**WORK REQUIRED:** All that should be output is the block of lines below from the line with "TARGET: black tanker body" to the line with "TARGET: door handle", both included, exactly as written.

BEGIN

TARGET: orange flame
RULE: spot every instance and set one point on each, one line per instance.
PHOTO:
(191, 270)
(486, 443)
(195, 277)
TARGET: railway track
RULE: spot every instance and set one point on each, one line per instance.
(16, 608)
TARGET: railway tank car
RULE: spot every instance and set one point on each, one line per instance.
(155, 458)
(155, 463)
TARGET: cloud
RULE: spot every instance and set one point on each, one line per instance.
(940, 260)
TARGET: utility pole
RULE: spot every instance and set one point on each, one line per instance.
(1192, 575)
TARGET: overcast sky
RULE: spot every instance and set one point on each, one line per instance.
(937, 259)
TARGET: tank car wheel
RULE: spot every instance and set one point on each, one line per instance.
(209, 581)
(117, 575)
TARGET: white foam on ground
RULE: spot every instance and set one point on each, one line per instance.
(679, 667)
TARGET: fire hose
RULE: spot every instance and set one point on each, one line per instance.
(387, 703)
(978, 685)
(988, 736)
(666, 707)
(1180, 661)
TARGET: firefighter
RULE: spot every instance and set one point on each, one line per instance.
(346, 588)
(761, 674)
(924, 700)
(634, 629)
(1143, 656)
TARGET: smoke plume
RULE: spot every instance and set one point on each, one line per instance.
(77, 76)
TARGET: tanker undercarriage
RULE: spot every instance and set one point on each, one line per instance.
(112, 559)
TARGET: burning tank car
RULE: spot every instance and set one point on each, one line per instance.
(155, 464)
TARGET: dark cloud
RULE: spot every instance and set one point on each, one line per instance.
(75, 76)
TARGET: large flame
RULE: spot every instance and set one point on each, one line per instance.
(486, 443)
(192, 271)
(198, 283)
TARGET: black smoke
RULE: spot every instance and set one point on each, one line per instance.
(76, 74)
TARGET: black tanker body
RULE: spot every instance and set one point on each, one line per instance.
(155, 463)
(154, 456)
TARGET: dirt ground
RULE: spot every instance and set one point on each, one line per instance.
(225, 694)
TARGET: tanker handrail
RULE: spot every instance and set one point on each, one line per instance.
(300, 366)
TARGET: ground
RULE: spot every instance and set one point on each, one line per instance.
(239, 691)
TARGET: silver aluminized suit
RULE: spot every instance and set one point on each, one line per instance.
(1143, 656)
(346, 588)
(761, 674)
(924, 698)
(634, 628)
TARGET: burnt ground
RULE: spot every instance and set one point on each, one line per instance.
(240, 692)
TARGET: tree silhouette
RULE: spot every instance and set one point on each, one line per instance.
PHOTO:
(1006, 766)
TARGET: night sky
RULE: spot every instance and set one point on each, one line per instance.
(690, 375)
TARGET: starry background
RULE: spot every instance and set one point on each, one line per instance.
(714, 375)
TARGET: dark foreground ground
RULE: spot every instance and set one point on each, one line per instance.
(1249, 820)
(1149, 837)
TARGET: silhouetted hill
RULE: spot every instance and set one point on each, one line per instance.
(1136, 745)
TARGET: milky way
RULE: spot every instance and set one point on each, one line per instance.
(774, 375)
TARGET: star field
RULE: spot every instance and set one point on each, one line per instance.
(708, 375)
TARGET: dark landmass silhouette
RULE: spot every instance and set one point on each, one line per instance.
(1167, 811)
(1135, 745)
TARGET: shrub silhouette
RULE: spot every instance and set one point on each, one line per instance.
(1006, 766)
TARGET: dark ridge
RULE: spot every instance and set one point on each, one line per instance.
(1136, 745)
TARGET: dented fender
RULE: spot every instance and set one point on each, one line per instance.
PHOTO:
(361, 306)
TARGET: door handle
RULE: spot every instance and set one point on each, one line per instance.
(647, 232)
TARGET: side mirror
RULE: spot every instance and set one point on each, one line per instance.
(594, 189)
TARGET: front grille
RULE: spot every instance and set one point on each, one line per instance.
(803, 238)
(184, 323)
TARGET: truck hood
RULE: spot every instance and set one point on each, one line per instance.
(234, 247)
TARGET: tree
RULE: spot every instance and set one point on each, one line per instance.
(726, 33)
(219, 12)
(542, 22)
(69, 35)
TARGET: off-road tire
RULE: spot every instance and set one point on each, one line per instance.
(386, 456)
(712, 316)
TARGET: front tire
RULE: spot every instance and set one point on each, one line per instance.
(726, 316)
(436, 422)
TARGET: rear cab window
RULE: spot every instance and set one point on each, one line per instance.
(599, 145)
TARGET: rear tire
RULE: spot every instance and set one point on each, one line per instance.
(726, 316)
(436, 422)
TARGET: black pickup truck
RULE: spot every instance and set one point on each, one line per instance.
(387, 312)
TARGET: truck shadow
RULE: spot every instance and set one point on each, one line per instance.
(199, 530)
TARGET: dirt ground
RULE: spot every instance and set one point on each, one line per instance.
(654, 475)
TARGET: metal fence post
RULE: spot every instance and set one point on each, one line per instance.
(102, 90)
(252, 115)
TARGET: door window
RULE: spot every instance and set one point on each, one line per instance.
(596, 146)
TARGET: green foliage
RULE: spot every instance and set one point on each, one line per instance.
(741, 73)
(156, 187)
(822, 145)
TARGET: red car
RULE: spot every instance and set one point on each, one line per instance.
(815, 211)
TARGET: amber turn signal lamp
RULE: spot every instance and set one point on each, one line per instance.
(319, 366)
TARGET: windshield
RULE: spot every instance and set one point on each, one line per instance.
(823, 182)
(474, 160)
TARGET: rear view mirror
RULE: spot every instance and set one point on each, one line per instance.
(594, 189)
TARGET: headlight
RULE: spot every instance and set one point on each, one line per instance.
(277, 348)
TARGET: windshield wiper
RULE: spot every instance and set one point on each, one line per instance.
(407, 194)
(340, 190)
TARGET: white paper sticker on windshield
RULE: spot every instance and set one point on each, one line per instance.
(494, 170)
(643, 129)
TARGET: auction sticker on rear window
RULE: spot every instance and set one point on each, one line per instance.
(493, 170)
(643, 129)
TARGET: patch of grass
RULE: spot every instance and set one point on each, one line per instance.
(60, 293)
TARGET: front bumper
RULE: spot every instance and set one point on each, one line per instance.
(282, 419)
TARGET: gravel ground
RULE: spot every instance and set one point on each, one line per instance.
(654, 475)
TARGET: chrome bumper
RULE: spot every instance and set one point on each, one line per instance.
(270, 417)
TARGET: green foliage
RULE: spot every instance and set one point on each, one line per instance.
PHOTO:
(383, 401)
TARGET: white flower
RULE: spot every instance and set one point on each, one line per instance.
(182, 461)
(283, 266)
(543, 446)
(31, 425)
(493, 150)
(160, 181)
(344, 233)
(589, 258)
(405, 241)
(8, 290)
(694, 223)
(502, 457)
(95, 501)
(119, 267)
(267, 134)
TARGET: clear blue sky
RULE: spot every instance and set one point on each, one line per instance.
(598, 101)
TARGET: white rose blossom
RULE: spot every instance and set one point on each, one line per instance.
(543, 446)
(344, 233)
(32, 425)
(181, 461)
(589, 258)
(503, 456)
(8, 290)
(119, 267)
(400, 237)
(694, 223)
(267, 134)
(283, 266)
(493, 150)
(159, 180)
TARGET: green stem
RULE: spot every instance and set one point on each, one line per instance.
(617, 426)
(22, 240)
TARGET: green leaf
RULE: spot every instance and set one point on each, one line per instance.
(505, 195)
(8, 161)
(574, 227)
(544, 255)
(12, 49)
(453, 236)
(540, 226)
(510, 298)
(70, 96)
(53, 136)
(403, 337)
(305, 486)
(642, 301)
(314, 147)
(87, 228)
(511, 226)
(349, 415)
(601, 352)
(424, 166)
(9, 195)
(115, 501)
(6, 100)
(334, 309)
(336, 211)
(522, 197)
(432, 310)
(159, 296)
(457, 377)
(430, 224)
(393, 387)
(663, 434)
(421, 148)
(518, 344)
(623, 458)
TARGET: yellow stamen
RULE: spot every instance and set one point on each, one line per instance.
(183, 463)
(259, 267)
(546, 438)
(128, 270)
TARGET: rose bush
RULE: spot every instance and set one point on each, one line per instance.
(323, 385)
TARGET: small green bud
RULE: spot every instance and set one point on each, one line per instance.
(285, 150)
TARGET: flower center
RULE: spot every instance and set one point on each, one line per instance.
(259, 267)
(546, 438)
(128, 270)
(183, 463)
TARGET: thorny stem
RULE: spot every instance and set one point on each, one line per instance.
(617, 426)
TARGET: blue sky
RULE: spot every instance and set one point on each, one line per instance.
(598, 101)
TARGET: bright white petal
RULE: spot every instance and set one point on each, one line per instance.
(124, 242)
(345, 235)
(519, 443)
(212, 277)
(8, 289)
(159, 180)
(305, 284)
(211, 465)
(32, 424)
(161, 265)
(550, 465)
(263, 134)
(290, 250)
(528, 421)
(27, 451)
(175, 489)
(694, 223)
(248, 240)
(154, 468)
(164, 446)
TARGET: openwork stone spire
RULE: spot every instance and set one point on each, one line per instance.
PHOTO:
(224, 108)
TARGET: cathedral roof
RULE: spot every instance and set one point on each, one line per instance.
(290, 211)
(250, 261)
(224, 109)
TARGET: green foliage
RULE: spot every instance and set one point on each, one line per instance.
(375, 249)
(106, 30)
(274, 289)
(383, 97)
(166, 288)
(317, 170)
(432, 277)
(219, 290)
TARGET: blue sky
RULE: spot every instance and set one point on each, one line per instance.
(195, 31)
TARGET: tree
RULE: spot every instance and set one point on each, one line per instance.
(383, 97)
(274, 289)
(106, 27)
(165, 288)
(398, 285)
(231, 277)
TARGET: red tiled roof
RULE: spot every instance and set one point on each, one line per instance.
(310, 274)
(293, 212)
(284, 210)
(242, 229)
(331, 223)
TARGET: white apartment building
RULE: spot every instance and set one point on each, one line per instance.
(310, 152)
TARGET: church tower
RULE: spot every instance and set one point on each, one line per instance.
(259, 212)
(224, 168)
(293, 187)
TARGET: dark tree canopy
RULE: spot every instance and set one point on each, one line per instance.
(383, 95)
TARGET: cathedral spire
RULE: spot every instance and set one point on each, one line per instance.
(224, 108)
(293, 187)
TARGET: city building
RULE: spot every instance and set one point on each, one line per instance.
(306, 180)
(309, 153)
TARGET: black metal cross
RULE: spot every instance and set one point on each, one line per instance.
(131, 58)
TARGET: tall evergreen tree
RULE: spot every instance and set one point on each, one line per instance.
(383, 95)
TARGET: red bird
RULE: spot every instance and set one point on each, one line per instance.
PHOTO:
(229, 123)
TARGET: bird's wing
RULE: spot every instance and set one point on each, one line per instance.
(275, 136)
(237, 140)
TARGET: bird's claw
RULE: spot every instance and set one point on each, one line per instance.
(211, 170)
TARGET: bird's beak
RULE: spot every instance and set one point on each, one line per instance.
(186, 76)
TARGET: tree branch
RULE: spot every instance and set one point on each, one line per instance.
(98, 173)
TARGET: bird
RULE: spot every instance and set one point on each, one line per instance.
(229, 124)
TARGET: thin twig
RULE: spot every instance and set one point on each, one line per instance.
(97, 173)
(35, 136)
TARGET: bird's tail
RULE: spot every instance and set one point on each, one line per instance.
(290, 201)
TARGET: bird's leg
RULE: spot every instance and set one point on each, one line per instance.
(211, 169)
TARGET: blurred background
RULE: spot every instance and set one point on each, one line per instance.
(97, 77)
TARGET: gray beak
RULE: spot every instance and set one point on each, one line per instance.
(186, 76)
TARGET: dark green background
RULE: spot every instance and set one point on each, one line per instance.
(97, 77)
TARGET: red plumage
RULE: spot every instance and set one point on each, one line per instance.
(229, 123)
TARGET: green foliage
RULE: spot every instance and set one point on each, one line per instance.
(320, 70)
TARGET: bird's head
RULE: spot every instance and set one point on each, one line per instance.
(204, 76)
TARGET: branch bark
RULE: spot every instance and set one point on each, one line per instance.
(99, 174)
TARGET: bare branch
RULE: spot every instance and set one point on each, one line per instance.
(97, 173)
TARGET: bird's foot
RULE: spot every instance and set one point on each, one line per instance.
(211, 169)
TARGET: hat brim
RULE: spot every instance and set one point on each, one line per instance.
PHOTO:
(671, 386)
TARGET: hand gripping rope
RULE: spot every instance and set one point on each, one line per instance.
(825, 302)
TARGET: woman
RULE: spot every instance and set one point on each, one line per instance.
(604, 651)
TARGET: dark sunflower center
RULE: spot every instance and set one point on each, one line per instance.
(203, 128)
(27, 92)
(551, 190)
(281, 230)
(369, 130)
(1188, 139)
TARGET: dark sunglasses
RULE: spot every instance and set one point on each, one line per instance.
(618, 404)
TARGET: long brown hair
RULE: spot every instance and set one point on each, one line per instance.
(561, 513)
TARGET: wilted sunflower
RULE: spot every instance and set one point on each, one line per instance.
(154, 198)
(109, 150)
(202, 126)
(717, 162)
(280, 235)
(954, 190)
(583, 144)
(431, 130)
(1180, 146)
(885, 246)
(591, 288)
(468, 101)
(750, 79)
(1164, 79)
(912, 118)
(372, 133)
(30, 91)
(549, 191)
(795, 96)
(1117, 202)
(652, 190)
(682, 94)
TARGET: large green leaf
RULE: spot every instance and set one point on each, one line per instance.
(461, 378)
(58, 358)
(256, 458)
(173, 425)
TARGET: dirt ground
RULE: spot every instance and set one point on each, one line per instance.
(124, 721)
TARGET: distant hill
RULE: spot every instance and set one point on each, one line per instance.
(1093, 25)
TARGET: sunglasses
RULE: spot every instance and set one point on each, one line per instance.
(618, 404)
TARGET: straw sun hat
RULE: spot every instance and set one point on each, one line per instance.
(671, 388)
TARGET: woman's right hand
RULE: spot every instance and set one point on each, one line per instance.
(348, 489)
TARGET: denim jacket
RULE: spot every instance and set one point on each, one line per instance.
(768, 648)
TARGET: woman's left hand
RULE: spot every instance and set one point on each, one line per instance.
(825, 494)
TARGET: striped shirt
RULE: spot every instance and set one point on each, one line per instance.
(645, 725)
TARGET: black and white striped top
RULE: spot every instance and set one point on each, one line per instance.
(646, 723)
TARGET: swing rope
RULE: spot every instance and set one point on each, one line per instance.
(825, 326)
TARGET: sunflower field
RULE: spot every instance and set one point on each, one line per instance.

END

**RESPONSE TO THE EXERCISE:**
TARGET: black tanker body
RULE: spot every instance and set one point on each, one line per instance.
(155, 463)
(154, 456)
TARGET: dirt ground
RULE: spot every instance and set one point on each, one line per instance.
(225, 694)
TARGET: tanker handrail
RULE: spot every instance and set one point on each, one line per instance.
(300, 366)
TARGET: ground
RULE: spot every instance and set one point on each, one line per instance.
(239, 691)
TARGET: silver aluminized suit
RULE: spot every instance and set one point on each, one line per instance.
(1143, 656)
(346, 588)
(761, 674)
(924, 698)
(634, 628)
TARGET: burnt ground
RULE: spot every instance and set one point on each, one line per instance.
(240, 692)
TARGET: tree silhouette
RULE: spot every instance and set one point on each, one line per instance.
PHOTO:
(1006, 766)
TARGET: night sky
RULE: spot every instance and set one point on each, one line per instance.
(690, 375)
TARGET: starry background
RULE: spot every instance and set one point on each, one line per instance.
(714, 375)
TARGET: dark foreground ground
RULE: spot every instance and set one point on each, one line per instance.
(1249, 820)
(1149, 837)
TARGET: silhouetted hill
RULE: spot every instance and set one point on each, one line per instance.
(1136, 745)
TARGET: milky way
RULE: spot every instance and set one point on each, one line per instance.
(774, 375)
TARGET: star field
RULE: spot every instance and set one point on each, one line per instance.
(708, 375)
TARGET: dark landmass silhouette
RULE: spot every instance and set one point on each, one line per instance.
(1167, 811)
(1135, 745)
TARGET: shrub silhouette
RULE: spot every instance and set one point on each, one line per instance.
(1006, 766)
TARGET: dark ridge
RULE: spot every instance and set one point on each, one line per instance.
(1136, 745)
TARGET: dented fender
RULE: spot every instance and set one point on each, one line per instance.
PHOTO:
(361, 306)
TARGET: door handle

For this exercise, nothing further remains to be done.